* START *
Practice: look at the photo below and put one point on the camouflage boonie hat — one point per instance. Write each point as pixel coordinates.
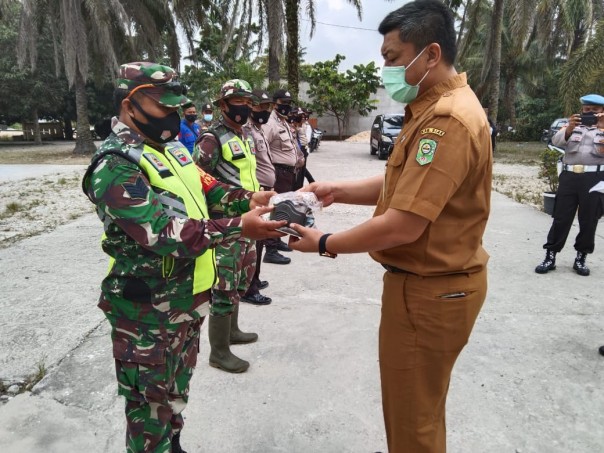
(261, 97)
(165, 89)
(234, 87)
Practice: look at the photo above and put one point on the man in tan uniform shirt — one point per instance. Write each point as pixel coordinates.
(432, 207)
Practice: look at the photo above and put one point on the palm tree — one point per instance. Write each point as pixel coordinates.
(90, 35)
(292, 9)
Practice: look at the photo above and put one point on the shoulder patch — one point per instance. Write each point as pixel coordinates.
(137, 190)
(433, 130)
(426, 150)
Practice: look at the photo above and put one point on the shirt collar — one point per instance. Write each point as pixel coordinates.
(420, 104)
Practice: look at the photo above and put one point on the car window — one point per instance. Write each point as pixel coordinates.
(393, 123)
* END *
• To be done:
Reproduce the listing above word for word, without the picture.

• Solution for this task:
Practice: look at the photo below and put one point on the camouflage boonie hat — one point per instance. Write each point as pixel coordinates.
(261, 97)
(165, 89)
(234, 87)
Practice: look at the photo above and put one point on the man in tan uniform shirt — one point per instance. Write each point as pixel coordinates.
(432, 207)
Practice: look at the photo above and put one point on the palm tree — one point per instance. Write each point as pixel coordinates.
(90, 35)
(292, 9)
Practice: look at the photo above and put one point on the shoulder patch — one point per instance. Write each point as pixel coordinates.
(137, 190)
(433, 130)
(426, 150)
Practice: look at the photo above and put one point on the shirt collar — one point per instance. Write each point as pixel coordinates.
(420, 104)
Practice: look at the photo above and put one point on the car window — one point per instance. Write each point as pixel coordinates.
(393, 123)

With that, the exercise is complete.